About Anna Lundberg:
Anna Lundberg is a business consultant and personal coach. After a successful marketing career at multinational Procter and Gamble, she has since worked independently as a consultant with clients including Burberry, Vertu, and increasingly also small businesses and startups. Today, she mentors entrepreneurs and young managers while she juggles her own three businesses.
Anna’s first business was her digital marketing consultancy, Crocus Communications, and she is passionate about teaching people how to engage with consumers using digital media without becoming distracted, or intimidated, by the technology behind it. Last year she co-founded Wolf Leaders Academy, which provides training for a new generation of managers in the world of business. Having qualified as a certified professional coach, she now empowers people through her personal coaching practice, One Step Outside, to take ownership of their own careers and transition into becoming an entrepreneur, changing career direction, or following their passion whatever that might be.
Anna is a published writer, with articles appearing on Inc. Magazine, Business Insider, and other online publications.
What inspires you to write?
I’ve always loved to write, since I created my first family newsletter when I was eleven and then started drafting teen romance novels along the lines of Sweet Valley High. As an adult, I took several creative writing courses, in person and online. I suppose like many would-be authors I fantasised about writing that great bestselling novel.
Lately, I’ve turned rather to non-fiction. Three years ago, I started a travel blog as I embarked on a three-month sabbatical travelling alone across South America, and travel is still a big part of my inspiration. It’s hard not to find things to write about as you travel the world! As a coach, I’ve also increasingly been exploring topics in the area of self-development, writing about career choices, finding your purpose, that kind of thing. I write about my own experiences, I interview other people going through their own career transitions, and I can also get ideas from things I’ve read or seen online.
Tell us about your writing process.

→ **Set task A**
Put the stretch of the listing from its start through the line containing "134), (86, 149)]]" into a two-column CSV with the columns request and answer, one row for each request, where each field is quoted and its line breaks are turned into spaces.

→ **Extracted entries**
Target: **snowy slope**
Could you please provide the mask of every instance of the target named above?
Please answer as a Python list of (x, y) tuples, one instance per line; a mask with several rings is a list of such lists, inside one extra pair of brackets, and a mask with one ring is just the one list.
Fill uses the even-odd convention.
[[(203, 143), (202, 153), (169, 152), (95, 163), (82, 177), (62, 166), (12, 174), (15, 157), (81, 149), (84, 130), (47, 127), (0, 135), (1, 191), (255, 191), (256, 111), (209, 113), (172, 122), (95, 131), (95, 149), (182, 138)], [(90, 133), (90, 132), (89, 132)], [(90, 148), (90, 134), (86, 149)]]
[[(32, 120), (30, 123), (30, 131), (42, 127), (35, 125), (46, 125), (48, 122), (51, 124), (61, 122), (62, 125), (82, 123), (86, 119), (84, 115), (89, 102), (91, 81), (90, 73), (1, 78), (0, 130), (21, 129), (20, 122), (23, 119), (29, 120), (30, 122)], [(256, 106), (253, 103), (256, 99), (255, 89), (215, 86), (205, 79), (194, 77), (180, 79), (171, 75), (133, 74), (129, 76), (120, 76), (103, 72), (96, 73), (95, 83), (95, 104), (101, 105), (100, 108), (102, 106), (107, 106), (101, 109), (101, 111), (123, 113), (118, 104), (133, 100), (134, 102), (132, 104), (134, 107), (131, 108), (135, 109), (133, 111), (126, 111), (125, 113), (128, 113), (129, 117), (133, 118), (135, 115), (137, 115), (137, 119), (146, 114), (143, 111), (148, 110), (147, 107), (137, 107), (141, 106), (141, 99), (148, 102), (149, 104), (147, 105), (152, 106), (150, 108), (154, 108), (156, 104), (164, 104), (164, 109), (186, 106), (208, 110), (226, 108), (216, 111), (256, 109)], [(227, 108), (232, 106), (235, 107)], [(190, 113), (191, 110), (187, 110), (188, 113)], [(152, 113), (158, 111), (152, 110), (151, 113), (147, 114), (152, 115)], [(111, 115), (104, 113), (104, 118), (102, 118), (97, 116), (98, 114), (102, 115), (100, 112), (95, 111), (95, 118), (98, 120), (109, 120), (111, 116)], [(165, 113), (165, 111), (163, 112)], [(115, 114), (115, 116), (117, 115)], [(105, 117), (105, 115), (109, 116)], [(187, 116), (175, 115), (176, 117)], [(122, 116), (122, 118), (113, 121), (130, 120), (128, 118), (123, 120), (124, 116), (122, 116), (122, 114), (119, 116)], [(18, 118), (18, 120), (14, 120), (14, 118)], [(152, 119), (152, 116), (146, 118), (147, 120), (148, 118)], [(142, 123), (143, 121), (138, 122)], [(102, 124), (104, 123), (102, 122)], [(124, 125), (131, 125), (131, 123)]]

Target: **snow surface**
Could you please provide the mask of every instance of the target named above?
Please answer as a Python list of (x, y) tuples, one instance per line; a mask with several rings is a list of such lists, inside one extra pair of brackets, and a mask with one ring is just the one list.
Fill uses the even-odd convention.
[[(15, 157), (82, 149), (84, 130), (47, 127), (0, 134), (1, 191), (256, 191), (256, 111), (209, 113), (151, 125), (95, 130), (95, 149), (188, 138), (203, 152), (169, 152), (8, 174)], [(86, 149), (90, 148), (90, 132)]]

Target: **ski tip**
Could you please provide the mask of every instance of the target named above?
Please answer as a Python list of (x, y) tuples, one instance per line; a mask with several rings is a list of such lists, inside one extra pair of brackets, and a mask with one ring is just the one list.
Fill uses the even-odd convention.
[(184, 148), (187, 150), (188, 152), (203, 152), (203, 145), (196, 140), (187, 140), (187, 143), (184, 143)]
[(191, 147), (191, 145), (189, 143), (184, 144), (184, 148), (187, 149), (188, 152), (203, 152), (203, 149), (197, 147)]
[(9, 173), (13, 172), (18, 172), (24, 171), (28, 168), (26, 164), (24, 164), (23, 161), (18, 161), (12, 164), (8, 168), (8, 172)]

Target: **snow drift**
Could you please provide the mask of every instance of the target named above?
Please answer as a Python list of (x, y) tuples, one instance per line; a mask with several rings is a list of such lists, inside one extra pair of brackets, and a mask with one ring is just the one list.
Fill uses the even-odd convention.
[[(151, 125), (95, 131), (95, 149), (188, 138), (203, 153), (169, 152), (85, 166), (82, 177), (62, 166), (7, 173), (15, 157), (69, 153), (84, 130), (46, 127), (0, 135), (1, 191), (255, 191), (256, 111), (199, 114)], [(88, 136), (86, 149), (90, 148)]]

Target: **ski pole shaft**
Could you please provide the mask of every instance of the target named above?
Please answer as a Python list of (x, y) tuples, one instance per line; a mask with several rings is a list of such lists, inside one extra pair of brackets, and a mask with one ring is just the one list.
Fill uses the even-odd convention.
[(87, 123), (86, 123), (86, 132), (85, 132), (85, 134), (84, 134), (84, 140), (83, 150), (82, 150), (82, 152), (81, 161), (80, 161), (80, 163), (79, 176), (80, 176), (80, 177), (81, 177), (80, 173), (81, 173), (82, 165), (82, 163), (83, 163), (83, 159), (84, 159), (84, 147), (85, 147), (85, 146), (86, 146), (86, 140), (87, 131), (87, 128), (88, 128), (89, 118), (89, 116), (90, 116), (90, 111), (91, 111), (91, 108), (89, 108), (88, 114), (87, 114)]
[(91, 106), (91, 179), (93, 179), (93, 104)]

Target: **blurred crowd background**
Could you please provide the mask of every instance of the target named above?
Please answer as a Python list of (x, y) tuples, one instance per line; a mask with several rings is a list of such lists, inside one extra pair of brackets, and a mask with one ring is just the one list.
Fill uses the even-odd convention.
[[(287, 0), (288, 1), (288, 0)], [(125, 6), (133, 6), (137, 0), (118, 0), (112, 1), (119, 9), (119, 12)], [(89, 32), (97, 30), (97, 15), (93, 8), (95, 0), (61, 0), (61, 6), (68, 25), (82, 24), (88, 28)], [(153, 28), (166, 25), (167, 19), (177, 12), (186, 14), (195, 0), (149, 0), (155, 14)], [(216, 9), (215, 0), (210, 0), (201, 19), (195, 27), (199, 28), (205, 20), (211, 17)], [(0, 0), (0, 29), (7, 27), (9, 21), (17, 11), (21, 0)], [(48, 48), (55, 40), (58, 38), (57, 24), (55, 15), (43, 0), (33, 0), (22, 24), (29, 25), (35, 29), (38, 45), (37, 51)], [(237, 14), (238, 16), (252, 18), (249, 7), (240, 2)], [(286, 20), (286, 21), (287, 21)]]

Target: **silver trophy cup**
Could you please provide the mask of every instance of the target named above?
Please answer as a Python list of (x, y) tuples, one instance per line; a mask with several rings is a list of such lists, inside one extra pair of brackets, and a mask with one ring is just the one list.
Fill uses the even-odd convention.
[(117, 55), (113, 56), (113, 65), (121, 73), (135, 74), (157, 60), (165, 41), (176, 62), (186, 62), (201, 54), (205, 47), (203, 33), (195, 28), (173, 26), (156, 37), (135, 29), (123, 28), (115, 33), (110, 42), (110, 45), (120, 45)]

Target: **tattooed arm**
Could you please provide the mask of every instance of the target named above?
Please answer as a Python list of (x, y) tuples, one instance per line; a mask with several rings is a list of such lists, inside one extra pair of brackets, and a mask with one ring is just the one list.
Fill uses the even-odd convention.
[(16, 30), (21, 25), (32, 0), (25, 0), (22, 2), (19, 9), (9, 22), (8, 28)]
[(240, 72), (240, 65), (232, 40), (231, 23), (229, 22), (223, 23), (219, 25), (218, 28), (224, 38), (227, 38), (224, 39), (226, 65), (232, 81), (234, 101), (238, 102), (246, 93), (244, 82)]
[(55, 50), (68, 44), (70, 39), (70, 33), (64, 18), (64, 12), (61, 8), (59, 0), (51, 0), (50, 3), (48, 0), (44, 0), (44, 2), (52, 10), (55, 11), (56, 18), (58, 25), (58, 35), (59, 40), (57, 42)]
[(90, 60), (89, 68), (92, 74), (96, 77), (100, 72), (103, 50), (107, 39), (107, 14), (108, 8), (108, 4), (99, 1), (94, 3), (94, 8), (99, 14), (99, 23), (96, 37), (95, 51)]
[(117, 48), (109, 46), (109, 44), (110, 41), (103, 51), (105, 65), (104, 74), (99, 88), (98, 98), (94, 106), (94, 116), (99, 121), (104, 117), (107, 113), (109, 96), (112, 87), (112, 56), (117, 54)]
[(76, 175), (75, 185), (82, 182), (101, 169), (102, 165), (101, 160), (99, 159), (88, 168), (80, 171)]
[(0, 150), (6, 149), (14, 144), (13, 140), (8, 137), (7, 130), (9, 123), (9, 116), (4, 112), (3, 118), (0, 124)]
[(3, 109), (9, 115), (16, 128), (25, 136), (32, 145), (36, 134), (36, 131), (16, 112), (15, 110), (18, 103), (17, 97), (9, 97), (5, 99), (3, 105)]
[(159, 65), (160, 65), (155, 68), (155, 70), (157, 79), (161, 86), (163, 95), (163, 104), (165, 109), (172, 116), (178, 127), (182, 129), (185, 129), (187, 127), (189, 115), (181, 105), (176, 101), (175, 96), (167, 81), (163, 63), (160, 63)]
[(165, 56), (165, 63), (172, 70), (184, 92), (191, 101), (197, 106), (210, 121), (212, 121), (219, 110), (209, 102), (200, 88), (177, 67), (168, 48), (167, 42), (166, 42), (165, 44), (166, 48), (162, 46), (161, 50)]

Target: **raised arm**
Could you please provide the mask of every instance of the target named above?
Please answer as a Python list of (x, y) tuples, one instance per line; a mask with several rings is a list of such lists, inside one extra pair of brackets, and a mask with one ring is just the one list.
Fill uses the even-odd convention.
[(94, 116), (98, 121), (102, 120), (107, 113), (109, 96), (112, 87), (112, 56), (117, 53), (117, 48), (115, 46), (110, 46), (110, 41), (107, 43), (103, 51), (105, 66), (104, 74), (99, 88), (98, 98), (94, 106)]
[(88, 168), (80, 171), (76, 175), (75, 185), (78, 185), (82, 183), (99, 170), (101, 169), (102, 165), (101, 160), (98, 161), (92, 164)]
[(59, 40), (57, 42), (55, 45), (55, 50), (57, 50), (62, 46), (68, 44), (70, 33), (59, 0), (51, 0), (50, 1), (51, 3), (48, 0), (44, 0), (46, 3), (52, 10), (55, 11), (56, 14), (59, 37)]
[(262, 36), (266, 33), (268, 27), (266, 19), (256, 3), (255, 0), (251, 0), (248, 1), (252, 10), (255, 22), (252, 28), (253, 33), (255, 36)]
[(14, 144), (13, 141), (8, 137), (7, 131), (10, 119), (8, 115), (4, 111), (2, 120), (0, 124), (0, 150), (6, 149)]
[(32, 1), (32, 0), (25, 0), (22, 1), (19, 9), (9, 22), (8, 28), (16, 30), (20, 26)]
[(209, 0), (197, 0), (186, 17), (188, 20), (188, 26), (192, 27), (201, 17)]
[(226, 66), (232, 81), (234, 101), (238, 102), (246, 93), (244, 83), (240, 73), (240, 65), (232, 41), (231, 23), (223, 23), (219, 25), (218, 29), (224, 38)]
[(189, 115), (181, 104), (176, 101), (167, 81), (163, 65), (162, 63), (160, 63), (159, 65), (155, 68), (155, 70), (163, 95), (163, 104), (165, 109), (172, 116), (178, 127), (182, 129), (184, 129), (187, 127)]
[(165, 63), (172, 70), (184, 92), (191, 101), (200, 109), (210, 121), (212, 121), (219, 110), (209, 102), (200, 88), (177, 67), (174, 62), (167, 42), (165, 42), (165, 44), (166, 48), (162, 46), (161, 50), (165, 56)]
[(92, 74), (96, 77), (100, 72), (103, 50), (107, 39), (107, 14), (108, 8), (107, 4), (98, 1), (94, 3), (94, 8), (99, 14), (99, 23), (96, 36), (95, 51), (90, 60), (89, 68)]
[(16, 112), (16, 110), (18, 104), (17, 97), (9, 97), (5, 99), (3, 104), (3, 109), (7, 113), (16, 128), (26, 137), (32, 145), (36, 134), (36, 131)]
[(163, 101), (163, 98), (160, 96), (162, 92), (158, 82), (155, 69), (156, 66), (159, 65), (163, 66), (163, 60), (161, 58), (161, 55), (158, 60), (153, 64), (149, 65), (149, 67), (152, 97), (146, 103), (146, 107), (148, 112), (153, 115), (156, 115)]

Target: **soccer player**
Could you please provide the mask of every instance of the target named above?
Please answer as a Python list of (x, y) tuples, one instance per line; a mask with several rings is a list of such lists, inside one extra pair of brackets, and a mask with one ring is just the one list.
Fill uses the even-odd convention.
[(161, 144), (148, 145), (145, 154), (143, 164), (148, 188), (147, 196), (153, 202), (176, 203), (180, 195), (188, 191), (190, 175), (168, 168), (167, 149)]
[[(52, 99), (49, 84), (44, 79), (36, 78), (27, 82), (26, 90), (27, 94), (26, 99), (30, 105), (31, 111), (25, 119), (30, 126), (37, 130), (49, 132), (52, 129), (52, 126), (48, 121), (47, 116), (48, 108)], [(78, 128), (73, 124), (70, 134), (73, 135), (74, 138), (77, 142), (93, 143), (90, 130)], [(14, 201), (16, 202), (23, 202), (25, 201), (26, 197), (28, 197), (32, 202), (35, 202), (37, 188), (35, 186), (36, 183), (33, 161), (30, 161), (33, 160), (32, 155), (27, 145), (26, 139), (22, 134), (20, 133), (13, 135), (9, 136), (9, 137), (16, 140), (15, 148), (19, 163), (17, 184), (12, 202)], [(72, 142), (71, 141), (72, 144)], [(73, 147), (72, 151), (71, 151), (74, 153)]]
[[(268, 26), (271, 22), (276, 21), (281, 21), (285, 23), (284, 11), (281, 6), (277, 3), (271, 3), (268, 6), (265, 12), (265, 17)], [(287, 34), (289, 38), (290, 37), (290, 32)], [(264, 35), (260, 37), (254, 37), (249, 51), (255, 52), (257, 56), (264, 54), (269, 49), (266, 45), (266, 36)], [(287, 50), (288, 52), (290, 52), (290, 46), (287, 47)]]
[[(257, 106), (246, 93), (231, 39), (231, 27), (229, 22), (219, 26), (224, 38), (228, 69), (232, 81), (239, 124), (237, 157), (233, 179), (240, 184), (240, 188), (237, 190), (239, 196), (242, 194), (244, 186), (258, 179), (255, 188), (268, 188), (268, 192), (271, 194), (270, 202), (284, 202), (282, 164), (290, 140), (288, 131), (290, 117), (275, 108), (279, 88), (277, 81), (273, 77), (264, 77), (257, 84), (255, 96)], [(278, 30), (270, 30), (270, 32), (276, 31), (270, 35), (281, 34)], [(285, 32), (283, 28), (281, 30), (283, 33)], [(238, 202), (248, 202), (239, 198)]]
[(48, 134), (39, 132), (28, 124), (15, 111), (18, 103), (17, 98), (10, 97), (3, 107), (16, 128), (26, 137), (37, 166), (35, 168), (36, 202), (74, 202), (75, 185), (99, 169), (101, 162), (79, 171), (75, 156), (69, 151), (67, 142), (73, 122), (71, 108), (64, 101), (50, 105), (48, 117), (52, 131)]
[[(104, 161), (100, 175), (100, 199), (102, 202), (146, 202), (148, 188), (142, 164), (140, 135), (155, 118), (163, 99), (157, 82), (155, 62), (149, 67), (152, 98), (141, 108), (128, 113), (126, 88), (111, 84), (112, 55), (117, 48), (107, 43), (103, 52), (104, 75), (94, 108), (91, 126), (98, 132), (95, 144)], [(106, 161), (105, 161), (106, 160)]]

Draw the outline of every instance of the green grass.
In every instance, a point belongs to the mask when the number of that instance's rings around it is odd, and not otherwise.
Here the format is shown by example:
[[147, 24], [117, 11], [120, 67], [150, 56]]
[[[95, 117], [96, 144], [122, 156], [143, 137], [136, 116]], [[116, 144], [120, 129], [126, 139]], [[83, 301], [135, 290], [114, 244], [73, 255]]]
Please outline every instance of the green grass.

→ **Set task B**
Write what follows in the interview with Anna Lundberg, picking up after its last line.

→ **Output A**
request,answer
"Target: **snowy slope** Could you please provide the mask of every instance of the target named above? Please answer as a Python list of (x, y) tuples, one instance per line; a mask with several rings is a list of such lists, inside one extra pair of brackets, and a mask with one ring is just the one list. Fill uses the even-odd convention.","[[(203, 143), (202, 153), (169, 152), (95, 163), (82, 177), (62, 166), (12, 174), (15, 157), (81, 149), (84, 130), (47, 127), (0, 135), (1, 191), (255, 191), (256, 111), (209, 113), (172, 122), (95, 131), (95, 149), (182, 138)], [(90, 133), (90, 132), (89, 132)], [(90, 148), (90, 134), (86, 149)]]"

→ **Output B**
If only I had a process! I have a weekly blog post that I publish on my main website, as well as posting on a slightly less regular schedule on my different business websites. The deadline helps me to write something but it’s not always my best work.
Some days, I can sit down at my computer and the words will flow, a great blog post written in less than an hour. I wrote one article on such a day and it has had almost 40,000 views on LinkedIn – as a benchmark, most of my posts get just a few hundred views… Other days, I can stare at the screen and it just doesn’t happen.
What works best for me is to go where my energy is. Writing is a big part of my work – blog posts, articles, ebooks, and ‘real’ books – but it’s just one part. There are always other things to be done, whether replying to emails, doing admin and accounting, and so on. If I’m too tired or unfocused to write, I can do those other things; that way I’m still being productive, and I put off the ‘real’ writing until I’m in the right frame of mind to do it well.
What advice would you give other writers?
Start writing! So many of us dream of writing a book and the reality is that it’s never been easier – that is, it’s never been easier to publish, to market and promote your book; you still have to write the book! Having the idea and then the discipline to stick with that idea and sit down and write until it is finished, that’s the hardest part. So start writing – and you’ll be halfway there!
How did you decide how to publish your books?
My first book that’s just been published on Amazon was co-authored with my business partner, Serena De Maio. Together we founded a training organisation, Wolf Leaders Academy, to help young professionals become the best leaders that they can be, and we work with small companies and organisations to run workshops and arrange individual coaching support where needed. We originally put a guide together on our website and we realised that a comprehensive book available for sale on Amazon would be an invaluable resource that would also reach a larger audience. We plan to launch other books in this series with the same kind of format, focusing on key areas of expertise and including personal stories from experienced professionals sharing their advice.
What do you think about the future of book publishing?
I suppose I’m a little concerned, given that the general trend seems to be away from reading long articles, let alone books, towards watching short video clips and sending tweets and text messages. On the other hand, storytelling has been a central part of humanity since we sat around the campfire in the caveman days, and so I’m confident that it will survive, albeit perhaps in a different form.
It’s crucial for both publishers and authors to stay on top of new media and behavioural developments, rather than trying to fight them or just ignoring them and hoping for the best. A proactive approach to making the most of what is happening will ensure that we stay relevant and effective in this new and ever-changing context.
What do you use?: Co-writer
What genres do you write?: Non-fiction
What formats are your books in?: eBook
Website(s)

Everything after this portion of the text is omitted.